## start Records supplied

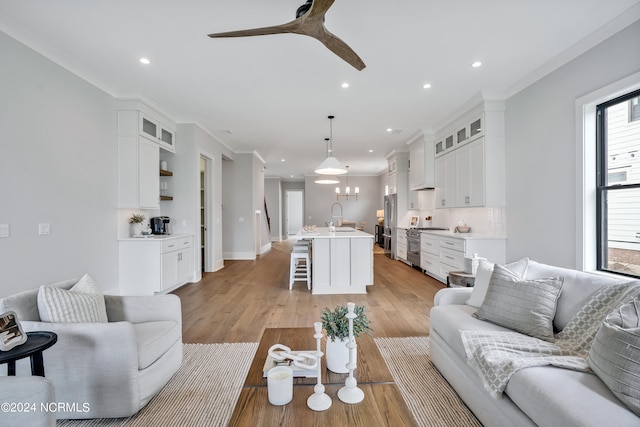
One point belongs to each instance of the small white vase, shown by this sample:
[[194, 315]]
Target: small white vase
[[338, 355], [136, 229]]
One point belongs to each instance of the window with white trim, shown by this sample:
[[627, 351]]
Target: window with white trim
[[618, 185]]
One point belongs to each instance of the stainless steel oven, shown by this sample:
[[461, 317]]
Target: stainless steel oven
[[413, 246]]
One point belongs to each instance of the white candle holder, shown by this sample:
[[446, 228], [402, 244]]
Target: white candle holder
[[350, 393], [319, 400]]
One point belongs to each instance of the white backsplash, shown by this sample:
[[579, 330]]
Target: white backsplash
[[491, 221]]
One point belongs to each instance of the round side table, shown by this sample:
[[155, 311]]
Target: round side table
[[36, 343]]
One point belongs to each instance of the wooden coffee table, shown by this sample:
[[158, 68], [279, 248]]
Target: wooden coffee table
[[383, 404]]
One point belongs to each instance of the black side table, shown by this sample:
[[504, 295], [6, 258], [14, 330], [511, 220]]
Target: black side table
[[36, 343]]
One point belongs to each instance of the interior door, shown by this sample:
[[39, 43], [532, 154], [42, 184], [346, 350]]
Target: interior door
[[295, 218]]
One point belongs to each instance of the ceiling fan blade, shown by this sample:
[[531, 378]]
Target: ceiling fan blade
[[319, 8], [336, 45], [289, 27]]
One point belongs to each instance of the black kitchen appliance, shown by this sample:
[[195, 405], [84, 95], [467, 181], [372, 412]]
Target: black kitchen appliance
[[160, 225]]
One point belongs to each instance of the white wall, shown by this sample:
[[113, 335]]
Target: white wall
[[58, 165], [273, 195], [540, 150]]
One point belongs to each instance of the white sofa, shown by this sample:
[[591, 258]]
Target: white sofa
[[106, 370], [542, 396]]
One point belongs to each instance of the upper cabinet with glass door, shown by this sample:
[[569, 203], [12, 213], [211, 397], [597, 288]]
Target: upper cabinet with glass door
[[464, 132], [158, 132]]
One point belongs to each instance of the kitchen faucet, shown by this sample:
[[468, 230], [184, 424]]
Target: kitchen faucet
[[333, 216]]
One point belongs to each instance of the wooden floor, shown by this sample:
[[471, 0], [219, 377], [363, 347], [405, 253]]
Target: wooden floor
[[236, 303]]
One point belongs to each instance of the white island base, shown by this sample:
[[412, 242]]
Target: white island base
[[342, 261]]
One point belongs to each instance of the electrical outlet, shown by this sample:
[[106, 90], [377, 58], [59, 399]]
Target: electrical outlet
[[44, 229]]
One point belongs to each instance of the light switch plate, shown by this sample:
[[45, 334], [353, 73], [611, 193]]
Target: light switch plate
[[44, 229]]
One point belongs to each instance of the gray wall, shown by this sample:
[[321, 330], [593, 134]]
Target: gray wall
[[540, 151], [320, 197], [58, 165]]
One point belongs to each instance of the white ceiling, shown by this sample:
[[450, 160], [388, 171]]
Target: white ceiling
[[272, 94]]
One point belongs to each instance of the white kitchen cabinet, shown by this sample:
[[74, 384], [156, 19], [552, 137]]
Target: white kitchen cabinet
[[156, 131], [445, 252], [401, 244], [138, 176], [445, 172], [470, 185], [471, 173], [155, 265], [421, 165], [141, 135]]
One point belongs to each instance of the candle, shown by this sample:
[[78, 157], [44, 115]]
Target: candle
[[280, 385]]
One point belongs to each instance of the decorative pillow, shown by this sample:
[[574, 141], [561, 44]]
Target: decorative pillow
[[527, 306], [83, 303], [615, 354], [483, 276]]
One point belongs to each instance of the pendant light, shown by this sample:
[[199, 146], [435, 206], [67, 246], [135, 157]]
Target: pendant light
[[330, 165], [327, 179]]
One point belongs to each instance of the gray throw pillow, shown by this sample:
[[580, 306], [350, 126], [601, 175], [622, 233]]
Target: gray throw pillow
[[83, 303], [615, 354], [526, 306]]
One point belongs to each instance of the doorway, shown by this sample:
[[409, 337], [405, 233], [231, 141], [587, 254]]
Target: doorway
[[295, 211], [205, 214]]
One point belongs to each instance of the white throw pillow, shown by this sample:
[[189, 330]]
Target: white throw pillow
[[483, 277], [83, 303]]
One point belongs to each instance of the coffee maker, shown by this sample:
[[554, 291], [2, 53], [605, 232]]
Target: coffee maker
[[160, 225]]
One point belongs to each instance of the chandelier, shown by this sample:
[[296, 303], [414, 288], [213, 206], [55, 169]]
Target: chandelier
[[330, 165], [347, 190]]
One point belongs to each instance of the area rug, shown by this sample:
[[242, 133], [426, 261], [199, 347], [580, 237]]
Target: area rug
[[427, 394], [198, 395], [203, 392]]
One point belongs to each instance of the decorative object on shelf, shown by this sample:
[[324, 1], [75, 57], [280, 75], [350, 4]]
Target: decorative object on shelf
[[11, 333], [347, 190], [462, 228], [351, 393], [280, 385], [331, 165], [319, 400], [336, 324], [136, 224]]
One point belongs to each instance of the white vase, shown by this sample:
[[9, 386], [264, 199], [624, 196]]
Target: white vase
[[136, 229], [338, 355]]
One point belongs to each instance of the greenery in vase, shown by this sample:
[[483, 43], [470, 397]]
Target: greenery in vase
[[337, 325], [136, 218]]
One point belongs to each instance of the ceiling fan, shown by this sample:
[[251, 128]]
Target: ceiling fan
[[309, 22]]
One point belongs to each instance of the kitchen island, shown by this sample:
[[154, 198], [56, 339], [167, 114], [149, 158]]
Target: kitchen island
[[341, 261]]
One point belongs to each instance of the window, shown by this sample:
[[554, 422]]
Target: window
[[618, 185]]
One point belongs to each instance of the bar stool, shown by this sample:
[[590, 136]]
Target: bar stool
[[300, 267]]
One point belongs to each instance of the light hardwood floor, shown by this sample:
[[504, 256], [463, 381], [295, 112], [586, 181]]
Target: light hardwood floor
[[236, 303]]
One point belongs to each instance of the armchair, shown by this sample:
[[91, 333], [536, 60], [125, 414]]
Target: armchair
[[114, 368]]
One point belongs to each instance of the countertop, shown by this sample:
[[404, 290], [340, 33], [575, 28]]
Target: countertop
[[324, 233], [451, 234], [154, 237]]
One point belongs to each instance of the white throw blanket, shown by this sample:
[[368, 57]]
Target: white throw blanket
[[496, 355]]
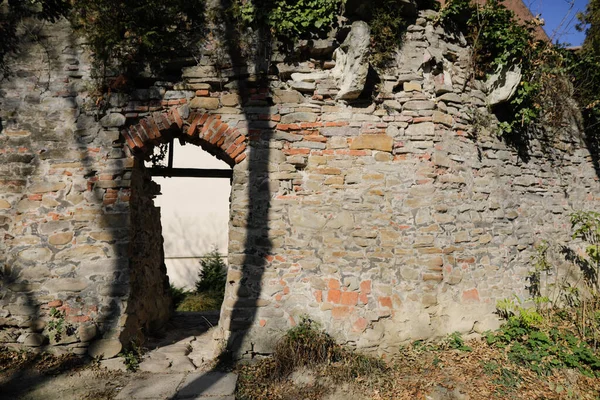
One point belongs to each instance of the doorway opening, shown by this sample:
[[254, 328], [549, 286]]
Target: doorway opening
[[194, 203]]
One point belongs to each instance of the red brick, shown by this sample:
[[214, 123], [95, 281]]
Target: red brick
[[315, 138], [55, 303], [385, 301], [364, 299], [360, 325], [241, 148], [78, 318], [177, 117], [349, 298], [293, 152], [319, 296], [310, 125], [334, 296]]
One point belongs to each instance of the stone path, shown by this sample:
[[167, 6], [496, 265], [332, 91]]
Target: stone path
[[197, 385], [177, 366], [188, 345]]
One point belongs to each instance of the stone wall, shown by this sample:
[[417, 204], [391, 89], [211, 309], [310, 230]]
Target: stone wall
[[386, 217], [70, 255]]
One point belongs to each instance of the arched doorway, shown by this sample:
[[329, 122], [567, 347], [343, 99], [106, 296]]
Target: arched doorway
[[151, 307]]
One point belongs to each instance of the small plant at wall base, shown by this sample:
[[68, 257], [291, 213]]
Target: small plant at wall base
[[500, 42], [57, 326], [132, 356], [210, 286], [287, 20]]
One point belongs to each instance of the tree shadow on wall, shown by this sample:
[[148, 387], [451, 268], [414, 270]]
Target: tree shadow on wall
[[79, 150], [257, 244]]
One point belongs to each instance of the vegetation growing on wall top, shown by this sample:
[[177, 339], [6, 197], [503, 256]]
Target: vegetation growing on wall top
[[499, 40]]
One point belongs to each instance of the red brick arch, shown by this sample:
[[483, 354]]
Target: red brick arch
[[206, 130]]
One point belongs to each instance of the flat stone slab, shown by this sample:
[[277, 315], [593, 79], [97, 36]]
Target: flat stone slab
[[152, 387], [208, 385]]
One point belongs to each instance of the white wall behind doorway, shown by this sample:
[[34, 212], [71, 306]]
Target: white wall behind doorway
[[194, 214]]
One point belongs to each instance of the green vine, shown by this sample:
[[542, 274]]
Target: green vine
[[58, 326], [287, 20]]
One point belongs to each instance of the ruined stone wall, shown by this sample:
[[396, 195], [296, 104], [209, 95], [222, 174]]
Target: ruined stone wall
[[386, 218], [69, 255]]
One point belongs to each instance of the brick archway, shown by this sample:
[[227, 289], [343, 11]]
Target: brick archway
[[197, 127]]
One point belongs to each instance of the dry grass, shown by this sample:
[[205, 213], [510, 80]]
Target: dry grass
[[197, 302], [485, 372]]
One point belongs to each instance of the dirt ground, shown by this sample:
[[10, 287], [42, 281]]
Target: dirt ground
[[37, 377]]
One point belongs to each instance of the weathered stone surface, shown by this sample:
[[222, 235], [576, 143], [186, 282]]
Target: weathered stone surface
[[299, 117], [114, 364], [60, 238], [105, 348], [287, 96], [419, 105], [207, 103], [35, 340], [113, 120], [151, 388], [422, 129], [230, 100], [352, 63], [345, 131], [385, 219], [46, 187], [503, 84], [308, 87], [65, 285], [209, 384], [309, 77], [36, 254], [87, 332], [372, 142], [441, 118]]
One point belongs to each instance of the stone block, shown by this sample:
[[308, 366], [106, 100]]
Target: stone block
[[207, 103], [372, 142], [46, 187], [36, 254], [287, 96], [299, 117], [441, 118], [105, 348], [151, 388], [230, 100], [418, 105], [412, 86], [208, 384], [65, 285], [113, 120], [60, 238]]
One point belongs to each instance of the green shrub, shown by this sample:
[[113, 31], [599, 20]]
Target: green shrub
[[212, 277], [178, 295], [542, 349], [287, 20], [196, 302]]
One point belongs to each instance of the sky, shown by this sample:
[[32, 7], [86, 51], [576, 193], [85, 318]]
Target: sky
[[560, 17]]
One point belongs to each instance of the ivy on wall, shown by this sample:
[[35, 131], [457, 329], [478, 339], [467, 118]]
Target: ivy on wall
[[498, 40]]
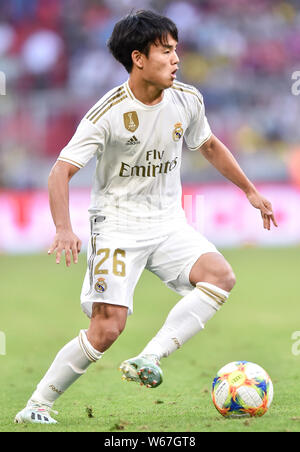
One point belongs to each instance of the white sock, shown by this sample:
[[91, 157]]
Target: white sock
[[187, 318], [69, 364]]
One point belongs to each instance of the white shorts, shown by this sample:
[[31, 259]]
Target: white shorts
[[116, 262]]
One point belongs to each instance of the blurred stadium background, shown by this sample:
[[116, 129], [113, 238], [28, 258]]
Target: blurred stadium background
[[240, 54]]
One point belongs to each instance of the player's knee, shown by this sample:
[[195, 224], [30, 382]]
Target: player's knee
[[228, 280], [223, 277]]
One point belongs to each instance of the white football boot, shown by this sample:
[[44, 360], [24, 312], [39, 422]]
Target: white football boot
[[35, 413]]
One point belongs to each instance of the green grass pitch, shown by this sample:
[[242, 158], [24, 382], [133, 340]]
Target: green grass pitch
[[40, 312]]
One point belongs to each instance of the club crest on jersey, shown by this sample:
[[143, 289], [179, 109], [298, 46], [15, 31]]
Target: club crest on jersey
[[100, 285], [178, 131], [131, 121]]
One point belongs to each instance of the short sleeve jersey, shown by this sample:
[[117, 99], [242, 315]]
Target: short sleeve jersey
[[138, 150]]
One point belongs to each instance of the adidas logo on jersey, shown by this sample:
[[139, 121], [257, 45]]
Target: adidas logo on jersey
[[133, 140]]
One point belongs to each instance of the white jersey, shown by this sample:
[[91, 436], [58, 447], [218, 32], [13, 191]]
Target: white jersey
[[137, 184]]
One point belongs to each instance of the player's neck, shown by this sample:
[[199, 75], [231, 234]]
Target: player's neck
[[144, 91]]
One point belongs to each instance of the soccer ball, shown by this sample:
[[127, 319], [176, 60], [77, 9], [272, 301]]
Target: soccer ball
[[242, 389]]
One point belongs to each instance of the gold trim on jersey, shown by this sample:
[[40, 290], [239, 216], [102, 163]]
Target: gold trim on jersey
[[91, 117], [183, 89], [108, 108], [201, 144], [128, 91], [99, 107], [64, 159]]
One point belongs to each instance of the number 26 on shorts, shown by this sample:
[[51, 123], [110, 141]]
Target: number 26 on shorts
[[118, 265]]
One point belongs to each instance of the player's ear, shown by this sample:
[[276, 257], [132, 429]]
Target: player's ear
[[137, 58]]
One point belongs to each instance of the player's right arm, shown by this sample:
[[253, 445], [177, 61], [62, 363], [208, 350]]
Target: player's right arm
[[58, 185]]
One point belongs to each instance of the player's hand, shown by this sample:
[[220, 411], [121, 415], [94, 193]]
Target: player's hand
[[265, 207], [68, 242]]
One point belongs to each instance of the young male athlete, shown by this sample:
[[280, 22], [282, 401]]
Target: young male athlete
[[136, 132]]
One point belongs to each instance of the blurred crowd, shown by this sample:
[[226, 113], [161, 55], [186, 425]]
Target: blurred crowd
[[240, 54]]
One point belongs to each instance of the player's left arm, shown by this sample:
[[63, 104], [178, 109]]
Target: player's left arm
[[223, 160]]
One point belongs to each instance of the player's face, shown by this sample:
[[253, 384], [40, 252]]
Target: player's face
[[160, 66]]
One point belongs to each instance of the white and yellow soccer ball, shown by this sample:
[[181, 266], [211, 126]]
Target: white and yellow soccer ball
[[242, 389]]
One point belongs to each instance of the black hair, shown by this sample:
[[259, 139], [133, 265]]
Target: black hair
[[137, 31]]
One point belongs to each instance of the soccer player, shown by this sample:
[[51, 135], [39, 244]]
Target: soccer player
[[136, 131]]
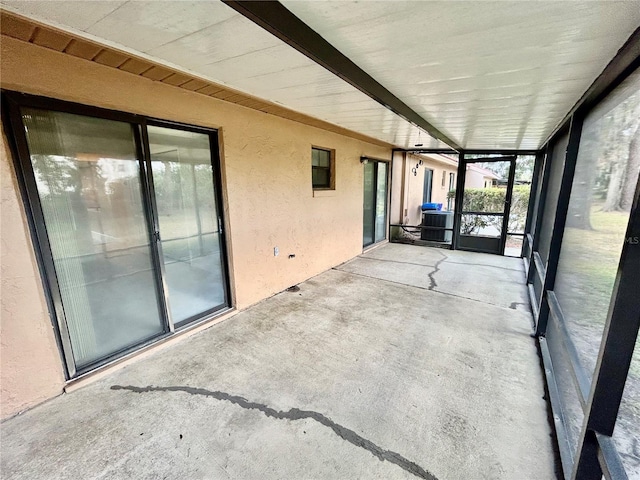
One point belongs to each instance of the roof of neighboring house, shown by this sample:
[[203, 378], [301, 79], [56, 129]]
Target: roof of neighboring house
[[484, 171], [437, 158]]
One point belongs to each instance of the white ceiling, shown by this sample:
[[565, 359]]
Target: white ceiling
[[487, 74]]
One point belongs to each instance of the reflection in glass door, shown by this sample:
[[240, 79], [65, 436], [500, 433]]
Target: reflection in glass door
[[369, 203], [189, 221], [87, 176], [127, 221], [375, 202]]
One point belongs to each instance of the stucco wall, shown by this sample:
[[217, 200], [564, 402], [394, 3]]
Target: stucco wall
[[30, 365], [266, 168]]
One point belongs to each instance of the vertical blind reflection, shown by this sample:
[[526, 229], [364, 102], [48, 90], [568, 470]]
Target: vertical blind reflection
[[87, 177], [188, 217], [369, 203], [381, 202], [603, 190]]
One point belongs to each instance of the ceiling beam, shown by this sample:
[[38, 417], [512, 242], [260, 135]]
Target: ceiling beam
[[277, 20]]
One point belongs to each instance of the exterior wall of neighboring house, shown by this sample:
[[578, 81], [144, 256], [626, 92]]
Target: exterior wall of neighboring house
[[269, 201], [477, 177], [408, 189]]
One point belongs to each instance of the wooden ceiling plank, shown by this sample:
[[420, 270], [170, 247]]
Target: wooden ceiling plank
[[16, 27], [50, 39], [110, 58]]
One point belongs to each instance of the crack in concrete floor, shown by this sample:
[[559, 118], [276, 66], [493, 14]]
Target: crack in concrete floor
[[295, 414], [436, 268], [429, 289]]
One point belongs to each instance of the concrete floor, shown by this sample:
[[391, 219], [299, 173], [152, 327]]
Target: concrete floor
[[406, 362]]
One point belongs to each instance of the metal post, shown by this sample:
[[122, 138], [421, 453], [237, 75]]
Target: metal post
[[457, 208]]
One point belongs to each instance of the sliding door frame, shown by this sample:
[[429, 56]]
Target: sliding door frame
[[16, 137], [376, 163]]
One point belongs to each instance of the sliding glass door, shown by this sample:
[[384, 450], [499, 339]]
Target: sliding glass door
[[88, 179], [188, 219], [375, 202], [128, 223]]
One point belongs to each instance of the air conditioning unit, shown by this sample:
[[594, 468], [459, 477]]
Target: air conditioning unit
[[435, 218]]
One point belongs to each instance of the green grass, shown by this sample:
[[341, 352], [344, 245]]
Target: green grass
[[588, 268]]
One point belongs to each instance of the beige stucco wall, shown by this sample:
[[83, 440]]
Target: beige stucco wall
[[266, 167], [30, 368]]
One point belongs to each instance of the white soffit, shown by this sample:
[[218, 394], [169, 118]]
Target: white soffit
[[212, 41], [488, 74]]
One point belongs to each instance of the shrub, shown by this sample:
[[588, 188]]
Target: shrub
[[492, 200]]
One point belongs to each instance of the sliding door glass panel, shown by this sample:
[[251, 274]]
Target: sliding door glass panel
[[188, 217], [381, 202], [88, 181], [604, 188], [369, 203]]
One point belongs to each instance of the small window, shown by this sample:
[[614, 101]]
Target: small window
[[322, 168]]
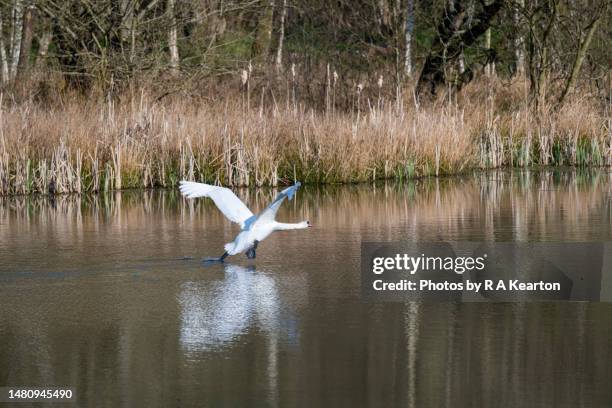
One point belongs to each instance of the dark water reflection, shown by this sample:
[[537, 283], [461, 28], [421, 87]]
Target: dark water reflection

## end Records supplied

Requirement |
Copy out the entries from the line containing "brick arch, shown" through the line containing "[[194, 214]]", inclusive, character for character.

Solution to the problem |
One point belongs to each instance of the red brick arch, shown by this sample:
[[483, 354]]
Target: red brick arch
[[206, 130]]
One point belongs to each instance of the flat stone slab, shown by this sample:
[[277, 315], [593, 79], [97, 36]]
Target: flat stone slab
[[152, 387], [208, 385]]
One point belongs to each instance of the white wall behind doorway, shown by this sample:
[[34, 212], [71, 306]]
Target: white wall behind doorway
[[194, 214]]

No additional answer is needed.